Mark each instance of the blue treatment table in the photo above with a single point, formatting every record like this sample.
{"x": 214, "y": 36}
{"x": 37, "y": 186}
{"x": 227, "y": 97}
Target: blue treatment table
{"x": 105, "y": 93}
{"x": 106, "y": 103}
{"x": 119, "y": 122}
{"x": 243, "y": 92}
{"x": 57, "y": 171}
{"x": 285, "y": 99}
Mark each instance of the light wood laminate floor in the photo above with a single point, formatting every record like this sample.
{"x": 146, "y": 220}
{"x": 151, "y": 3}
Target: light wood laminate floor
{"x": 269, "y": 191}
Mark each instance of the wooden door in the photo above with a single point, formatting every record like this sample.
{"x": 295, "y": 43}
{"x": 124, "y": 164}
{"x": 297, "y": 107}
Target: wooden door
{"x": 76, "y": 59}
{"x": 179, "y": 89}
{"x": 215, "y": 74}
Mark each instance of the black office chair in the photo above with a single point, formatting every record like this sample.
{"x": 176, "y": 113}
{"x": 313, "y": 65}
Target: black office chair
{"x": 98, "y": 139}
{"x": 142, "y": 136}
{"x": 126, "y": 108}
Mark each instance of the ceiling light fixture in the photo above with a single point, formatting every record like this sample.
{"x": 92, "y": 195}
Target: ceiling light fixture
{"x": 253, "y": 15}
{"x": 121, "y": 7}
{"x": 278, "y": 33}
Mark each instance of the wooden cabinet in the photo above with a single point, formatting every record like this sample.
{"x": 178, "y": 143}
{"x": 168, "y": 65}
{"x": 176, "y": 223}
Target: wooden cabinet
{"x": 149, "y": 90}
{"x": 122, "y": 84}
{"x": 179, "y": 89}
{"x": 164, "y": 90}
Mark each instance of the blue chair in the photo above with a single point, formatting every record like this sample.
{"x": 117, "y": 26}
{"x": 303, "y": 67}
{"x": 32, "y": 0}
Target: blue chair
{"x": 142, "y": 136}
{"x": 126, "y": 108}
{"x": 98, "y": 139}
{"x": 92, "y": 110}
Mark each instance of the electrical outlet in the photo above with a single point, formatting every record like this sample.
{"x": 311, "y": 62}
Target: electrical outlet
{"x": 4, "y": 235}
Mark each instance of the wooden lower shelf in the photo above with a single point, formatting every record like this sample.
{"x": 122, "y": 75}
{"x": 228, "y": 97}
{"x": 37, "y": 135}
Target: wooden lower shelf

## PROBLEM TO SOLVE
Write out each line of the data above again, exactly as given.

## COMPLETED TASK
Mark each instance of the blue treatment table in the photo above with a single point, formatting every record like this sample.
{"x": 214, "y": 36}
{"x": 37, "y": 186}
{"x": 227, "y": 97}
Target: blue treatment table
{"x": 105, "y": 93}
{"x": 106, "y": 103}
{"x": 119, "y": 122}
{"x": 243, "y": 92}
{"x": 57, "y": 171}
{"x": 285, "y": 99}
Mark each instance of the light wood laminate floor in the photo above with a single point, formatting every record like this sample.
{"x": 146, "y": 220}
{"x": 151, "y": 3}
Target: light wood laminate floor
{"x": 269, "y": 191}
Mark each instance of the wooden door in the photo above with a single point, formatting every record like this sample.
{"x": 295, "y": 43}
{"x": 124, "y": 164}
{"x": 297, "y": 107}
Target: wooden door
{"x": 76, "y": 59}
{"x": 179, "y": 89}
{"x": 215, "y": 74}
Mark each instance of the black office chair in the photo above with a single point, formatting every record like this sample.
{"x": 176, "y": 113}
{"x": 313, "y": 65}
Target: black office chair
{"x": 98, "y": 139}
{"x": 142, "y": 136}
{"x": 126, "y": 108}
Mark each instance of the ceiling light fixture in the photo above with a single point, formatting every record like this sample.
{"x": 92, "y": 195}
Target: ceiling light fixture
{"x": 253, "y": 15}
{"x": 121, "y": 7}
{"x": 278, "y": 33}
Mark each instance of the wooden cabinet in the photo above with a single point, formatting every record like this sample.
{"x": 178, "y": 143}
{"x": 168, "y": 65}
{"x": 176, "y": 223}
Target: wooden cabinet
{"x": 149, "y": 90}
{"x": 122, "y": 84}
{"x": 179, "y": 89}
{"x": 164, "y": 90}
Mark each instance of the blue chair in the photo above with a single point, formatting every record like this sample.
{"x": 117, "y": 26}
{"x": 303, "y": 67}
{"x": 32, "y": 0}
Target: blue chair
{"x": 142, "y": 136}
{"x": 126, "y": 108}
{"x": 98, "y": 139}
{"x": 92, "y": 110}
Mark each instance of the electrical outlet in the photo above with a single point, formatting every record like this sample.
{"x": 311, "y": 62}
Target: electrical outlet
{"x": 4, "y": 235}
Mark each instance of the wooden lower shelf in the photo above with a single point, formatting every record like this sample.
{"x": 122, "y": 75}
{"x": 228, "y": 97}
{"x": 37, "y": 135}
Target: wooden lower shelf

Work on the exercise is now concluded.